▶ [Work to complete] Produce a verbatim copy of the lines from the one holding "plastic chair in the photo above." through the last line of the listing, and nothing else.
[[ Input data open ]]
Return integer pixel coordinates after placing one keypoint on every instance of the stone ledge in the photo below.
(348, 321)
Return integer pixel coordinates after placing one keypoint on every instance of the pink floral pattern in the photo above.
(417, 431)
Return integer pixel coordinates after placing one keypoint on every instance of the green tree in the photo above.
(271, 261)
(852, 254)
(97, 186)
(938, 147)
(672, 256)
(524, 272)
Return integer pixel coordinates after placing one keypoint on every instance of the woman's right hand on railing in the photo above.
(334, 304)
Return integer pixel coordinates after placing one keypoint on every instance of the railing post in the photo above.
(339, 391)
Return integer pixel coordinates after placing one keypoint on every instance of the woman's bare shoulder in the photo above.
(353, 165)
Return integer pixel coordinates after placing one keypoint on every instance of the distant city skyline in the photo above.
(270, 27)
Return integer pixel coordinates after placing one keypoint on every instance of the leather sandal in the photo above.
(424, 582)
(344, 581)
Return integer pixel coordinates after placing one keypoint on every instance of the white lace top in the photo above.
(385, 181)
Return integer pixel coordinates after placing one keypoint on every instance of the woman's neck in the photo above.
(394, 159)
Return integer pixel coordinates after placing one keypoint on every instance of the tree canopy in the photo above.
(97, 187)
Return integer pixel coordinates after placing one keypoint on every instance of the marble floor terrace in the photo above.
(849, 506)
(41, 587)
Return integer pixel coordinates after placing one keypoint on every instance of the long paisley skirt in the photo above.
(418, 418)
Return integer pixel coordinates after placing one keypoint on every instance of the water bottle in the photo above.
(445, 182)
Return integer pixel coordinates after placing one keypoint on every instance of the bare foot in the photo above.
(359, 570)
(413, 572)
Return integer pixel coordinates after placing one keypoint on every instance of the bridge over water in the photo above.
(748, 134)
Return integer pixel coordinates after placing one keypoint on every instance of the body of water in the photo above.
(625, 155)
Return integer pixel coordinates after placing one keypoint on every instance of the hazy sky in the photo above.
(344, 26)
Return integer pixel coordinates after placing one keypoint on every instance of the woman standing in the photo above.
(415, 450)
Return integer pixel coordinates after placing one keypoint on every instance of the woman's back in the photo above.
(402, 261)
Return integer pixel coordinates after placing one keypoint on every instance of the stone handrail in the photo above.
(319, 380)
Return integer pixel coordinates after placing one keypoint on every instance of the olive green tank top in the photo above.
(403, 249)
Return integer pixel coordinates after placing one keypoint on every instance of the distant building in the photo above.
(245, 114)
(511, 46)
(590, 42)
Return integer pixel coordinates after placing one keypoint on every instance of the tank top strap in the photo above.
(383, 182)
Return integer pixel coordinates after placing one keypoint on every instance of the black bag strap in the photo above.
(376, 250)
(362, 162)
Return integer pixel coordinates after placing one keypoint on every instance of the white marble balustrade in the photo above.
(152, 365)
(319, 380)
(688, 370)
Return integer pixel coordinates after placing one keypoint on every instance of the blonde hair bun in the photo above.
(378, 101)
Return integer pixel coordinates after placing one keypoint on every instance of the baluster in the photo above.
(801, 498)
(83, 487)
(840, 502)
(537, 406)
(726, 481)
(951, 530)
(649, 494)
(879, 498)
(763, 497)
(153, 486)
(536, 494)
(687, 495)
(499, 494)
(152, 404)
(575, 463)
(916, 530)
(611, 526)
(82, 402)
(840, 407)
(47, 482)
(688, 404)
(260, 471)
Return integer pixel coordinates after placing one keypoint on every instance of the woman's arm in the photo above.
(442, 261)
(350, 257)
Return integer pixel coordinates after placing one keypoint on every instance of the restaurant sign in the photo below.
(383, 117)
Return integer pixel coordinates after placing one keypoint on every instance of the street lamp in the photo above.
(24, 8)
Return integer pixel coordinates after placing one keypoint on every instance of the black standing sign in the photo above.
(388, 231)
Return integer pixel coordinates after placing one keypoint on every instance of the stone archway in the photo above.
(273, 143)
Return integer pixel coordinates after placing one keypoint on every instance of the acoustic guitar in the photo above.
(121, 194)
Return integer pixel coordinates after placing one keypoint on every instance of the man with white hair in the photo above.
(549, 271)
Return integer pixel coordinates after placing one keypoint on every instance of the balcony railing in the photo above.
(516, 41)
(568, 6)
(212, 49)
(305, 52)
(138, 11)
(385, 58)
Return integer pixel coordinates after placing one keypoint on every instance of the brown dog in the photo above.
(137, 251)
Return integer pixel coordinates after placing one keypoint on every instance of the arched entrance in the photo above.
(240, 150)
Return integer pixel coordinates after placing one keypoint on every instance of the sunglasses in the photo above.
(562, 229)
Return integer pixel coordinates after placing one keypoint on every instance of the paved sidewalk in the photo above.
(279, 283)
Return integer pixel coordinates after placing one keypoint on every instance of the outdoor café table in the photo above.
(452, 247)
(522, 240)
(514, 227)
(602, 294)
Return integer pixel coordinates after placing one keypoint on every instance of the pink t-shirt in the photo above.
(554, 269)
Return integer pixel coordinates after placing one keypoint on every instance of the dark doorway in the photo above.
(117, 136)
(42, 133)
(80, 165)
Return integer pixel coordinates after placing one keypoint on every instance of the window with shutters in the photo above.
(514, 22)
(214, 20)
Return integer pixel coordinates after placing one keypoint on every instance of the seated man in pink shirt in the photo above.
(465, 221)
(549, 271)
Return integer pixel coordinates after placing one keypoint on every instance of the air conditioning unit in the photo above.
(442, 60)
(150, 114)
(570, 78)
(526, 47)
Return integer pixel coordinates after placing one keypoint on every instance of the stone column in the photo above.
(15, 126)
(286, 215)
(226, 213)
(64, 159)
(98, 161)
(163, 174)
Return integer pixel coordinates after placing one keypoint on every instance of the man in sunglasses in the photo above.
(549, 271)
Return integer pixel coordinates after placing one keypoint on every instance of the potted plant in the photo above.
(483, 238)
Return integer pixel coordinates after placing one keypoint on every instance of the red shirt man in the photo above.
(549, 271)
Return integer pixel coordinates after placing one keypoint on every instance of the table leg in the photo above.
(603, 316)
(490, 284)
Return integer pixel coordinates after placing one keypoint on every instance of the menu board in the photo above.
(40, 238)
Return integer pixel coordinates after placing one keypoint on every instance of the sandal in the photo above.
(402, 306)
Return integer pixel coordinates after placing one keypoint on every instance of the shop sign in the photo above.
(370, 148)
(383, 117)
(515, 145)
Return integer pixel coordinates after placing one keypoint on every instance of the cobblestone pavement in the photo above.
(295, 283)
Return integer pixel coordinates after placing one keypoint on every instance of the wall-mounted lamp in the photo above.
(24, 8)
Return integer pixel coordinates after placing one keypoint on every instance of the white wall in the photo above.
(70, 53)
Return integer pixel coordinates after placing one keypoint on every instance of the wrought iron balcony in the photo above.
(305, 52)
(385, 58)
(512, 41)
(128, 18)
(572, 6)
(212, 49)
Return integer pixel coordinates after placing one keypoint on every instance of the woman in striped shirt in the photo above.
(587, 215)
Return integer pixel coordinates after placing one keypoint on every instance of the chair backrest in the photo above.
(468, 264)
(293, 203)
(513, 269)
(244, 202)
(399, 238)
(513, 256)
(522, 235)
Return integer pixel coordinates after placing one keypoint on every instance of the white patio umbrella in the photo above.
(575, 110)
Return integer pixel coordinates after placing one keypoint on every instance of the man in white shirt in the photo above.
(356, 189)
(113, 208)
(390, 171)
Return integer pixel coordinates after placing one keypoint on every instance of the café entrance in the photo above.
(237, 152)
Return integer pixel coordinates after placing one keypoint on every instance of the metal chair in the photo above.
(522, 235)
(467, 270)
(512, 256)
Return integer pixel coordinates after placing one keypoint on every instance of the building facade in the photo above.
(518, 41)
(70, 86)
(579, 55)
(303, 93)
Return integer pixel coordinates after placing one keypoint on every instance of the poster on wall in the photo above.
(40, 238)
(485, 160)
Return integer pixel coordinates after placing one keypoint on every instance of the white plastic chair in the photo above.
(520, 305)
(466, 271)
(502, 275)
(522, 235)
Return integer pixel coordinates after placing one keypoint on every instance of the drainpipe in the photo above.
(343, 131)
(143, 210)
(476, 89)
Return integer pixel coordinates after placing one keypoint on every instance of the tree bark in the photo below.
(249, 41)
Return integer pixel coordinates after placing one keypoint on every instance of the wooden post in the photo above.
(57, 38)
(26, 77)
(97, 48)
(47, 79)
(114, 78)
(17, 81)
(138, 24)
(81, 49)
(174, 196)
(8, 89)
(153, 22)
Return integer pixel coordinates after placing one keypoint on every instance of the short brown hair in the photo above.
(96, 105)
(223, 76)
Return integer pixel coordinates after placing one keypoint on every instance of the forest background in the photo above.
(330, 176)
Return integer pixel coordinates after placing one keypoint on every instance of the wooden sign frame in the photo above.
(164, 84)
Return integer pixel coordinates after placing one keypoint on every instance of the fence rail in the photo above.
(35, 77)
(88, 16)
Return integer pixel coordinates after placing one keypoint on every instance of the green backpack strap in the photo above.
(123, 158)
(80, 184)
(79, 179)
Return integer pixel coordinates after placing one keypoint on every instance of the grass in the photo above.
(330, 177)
[[ Input data closed ]]
▶ [Response to this exercise]
Return integer pixel coordinates after placing one keypoint on every instance of the white plastic chair in the photo above.
(520, 305)
(466, 271)
(502, 275)
(522, 235)
Return integer pixel coordinates after placing one keypoint on every instance of the drainpipe in the photo above.
(343, 131)
(143, 210)
(476, 89)
Return integer pixel coordinates after placing one keypoint on every instance of the tree bark in the photo below.
(249, 41)
Return integer pixel coordinates after placing one keypoint on every instance of the wooden post in the photo above.
(57, 38)
(26, 77)
(97, 48)
(47, 79)
(114, 78)
(17, 81)
(138, 24)
(81, 49)
(174, 196)
(8, 89)
(153, 22)
Return integer pixel coordinates after placing one keypoint on every instance of the short brown hair in the photo above.
(96, 105)
(223, 76)
Return integer pixel coordinates after placing one keypoint on every instance of the forest background in the photo above.
(330, 176)
Return integer pixel coordinates after placing one keypoint on every instance of the wooden sign frame in the photo above.
(164, 84)
Return integer pixel coordinates after placing one keypoint on every instance of the fence rail in the photo above.
(35, 77)
(88, 16)
Return integer pixel coordinates after placing one keypoint on every instance of the green backpack strap in the photo above.
(123, 158)
(80, 184)
(79, 179)
Return integer pixel coordinates after placing one keypoint on every instance of the grass in the photo above.
(330, 177)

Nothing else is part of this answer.